* **TASKS TO CARRY OUT**:
1 – Translate this sentence from the cycling blog posts into Spanish: "Mountain bikes are still there, but fewer in number."
2 – Rewrite the part of the cycling blog posts starting at "Click here to" and ending at "Hill will confirm.", swapping "banging the drum for" for "promoting".
## Start PASSAGE GIVEN
Saturday, September 27, 2014

National championship winning time trial bike for sale

For those of you who are thinking of doing a 12 hour time trial here is the 2008 winning bike on ebay just waiting for you to bid. It's so very different to what is ridden these days and the advert has an interesting report on what Ian Cammish thinks of the event.

Click here to see advert

Friday, September 26, 2014

The Cycle Show

Maggie and I went to the Cycle Show today, to see what's going on.  It was pleasing to see that the show is a growing success; some of the earlier ones in Birmingham had seemed a bit flat after Earls Court, but there is little doubt now that it has found its footing and is growing steadily.

The major trend I would pick out is that it's all about the road.  Mountain bikes are still there, but fewer in number.  The trade is still banging the drum for e-Bikes, but I'm not sure if the UK is listening.  Utility bikes are there in numbers, but the emphasis is on fancy, high-end road-bikes.  That's what's selling, as five minutes on Box Hill will confirm.
## End PASSAGE GIVEN
## Start LISTED RECORDS
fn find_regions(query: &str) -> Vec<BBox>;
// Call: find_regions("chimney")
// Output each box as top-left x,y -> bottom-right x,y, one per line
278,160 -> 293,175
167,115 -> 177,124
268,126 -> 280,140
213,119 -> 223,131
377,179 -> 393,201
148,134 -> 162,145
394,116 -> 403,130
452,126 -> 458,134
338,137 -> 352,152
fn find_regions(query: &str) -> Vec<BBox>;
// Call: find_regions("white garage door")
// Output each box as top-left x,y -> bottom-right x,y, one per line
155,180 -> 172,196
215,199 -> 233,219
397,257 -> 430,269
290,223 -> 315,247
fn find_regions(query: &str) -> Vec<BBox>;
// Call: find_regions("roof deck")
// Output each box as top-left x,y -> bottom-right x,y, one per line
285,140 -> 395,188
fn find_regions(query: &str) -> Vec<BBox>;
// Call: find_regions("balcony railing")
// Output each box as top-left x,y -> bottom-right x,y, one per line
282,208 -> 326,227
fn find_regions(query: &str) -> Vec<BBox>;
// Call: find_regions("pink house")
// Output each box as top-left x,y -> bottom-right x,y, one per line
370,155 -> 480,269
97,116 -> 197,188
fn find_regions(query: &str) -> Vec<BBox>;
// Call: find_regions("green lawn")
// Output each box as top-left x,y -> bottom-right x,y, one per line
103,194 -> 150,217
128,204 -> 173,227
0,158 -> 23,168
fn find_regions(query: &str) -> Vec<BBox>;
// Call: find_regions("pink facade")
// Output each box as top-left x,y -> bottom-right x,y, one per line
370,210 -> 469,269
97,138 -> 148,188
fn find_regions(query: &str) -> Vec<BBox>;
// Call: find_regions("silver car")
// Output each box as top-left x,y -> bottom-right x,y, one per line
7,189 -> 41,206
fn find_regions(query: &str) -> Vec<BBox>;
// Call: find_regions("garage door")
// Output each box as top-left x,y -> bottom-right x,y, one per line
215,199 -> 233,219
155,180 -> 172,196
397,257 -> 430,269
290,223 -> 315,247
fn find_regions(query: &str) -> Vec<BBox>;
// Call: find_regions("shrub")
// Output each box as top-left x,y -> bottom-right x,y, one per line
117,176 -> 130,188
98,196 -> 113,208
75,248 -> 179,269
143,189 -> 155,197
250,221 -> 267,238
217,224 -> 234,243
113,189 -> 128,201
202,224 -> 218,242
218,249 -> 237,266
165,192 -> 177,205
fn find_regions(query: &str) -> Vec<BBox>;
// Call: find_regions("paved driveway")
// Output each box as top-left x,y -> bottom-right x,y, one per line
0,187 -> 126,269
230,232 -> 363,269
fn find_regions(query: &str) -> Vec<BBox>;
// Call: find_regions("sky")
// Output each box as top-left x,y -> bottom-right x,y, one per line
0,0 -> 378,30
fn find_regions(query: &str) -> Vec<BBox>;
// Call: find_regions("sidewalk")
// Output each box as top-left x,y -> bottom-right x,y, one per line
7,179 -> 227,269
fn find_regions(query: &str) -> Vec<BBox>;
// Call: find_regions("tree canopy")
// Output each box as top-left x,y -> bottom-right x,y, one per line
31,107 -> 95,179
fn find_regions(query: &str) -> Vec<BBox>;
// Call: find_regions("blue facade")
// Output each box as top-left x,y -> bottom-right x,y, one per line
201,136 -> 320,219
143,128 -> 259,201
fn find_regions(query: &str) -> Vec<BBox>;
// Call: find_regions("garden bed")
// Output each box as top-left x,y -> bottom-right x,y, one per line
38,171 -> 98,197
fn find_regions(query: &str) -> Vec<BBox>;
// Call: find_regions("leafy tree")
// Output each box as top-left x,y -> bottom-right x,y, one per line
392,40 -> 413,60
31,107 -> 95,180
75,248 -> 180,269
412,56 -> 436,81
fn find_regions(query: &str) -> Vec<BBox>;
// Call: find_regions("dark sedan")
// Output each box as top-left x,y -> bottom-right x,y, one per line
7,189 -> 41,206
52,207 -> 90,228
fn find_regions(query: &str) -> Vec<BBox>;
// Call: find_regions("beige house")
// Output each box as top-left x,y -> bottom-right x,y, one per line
## End LISTED RECORDS
* **OUTPUTS BY TASK**:
1 – Las bicicletas de montaña siguen ahí, pero en menor número.

2 –
Click here to see advert

Friday, September 26, 2014

The Cycle Show

Maggie and I went to the Cycle Show today, to see what's going on.  It was pleasing to see that the show is a growing success; some of the earlier ones in Birmingham had seemed a bit flat after Earls Court, but there is little doubt now that it has found its footing and is growing steadily.

The major trend I would pick out is that it's all about the road.  Mountain bikes are still there, but fewer in number.  The trade is still promoting e-Bikes, but I'm not sure if the UK is listening.  Utility bikes are there in numbers, but the emphasis is on fancy, high-end road-bikes.  That's what's selling, as five minutes on Box Hill will confirm.